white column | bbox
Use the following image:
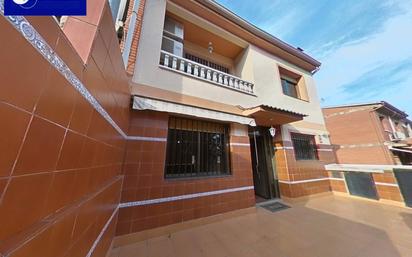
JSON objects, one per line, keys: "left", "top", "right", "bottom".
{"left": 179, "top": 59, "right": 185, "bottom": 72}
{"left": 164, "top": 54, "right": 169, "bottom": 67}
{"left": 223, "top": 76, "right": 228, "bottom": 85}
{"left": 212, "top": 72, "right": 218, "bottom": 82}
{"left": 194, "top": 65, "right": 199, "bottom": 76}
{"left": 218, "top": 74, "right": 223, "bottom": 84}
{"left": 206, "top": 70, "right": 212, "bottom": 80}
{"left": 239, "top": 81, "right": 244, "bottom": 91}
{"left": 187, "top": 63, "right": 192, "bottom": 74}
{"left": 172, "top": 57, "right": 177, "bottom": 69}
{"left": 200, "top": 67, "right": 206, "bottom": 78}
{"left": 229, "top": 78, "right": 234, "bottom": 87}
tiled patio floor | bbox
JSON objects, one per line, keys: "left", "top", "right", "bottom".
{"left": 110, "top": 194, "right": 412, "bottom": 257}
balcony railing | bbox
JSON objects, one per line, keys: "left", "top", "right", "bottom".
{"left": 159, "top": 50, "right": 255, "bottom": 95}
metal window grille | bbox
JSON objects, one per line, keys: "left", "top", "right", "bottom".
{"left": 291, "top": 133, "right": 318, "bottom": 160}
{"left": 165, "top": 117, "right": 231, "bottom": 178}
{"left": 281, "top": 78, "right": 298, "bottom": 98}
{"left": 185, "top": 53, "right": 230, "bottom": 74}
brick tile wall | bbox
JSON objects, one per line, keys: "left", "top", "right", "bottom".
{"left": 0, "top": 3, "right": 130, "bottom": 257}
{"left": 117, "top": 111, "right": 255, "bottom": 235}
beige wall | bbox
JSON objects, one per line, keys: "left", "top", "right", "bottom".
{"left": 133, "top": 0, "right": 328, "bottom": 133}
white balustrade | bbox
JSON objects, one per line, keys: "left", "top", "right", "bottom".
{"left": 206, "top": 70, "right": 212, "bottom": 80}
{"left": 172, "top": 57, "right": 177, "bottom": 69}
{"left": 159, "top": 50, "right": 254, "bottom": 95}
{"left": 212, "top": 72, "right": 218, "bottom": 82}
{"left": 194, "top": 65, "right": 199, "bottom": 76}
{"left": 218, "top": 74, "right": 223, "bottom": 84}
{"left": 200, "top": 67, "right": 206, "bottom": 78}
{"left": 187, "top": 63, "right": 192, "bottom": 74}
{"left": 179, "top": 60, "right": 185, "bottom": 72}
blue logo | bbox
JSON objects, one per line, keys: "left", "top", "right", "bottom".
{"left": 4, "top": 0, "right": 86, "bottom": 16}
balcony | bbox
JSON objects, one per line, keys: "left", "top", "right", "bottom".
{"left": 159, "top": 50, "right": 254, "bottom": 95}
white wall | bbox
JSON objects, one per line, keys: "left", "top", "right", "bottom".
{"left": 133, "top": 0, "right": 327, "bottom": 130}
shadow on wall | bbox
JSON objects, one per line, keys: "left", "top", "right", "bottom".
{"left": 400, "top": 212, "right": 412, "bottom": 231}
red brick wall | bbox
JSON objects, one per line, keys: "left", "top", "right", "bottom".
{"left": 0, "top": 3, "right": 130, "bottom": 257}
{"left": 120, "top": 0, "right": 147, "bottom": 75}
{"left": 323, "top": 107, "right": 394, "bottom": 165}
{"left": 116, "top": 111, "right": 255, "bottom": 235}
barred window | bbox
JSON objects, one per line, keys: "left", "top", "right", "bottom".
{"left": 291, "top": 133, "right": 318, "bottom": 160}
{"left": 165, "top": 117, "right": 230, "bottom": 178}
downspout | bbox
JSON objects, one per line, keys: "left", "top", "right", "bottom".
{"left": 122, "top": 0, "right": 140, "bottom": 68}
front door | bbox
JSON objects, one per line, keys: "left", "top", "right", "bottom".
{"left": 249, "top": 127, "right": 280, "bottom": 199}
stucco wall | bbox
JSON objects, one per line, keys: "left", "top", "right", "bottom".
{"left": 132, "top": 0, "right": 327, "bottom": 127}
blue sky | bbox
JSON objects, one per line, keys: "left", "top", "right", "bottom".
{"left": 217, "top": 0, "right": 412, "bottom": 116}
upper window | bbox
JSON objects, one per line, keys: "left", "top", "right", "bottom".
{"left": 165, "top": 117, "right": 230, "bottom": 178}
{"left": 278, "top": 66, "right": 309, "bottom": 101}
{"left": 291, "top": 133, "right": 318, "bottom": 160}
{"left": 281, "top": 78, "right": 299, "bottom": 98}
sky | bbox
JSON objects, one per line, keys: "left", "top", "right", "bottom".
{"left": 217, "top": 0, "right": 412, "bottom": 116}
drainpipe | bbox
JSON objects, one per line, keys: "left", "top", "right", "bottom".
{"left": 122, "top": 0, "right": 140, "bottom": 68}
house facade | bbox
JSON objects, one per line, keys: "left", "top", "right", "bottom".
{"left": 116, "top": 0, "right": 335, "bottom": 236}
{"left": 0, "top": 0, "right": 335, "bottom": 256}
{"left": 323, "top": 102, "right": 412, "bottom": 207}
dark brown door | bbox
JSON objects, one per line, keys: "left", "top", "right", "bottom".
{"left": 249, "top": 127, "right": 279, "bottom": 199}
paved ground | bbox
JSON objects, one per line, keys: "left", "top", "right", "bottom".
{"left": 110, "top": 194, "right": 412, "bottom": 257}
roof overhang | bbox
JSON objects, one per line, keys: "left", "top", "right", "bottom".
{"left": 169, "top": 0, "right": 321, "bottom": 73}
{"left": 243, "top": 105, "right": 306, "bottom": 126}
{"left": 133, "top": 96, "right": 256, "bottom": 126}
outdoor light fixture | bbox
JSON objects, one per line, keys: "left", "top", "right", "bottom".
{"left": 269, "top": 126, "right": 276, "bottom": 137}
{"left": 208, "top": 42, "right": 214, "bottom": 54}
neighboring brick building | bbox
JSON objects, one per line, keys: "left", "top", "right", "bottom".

——

• **Directions**:
The expected answer is a copy of each line above containing "wall".

• **Answer below**:
brick tile wall | bbox
beige wall | bbox
white wall | bbox
shadow on wall | bbox
red brick wall | bbox
stucco wall | bbox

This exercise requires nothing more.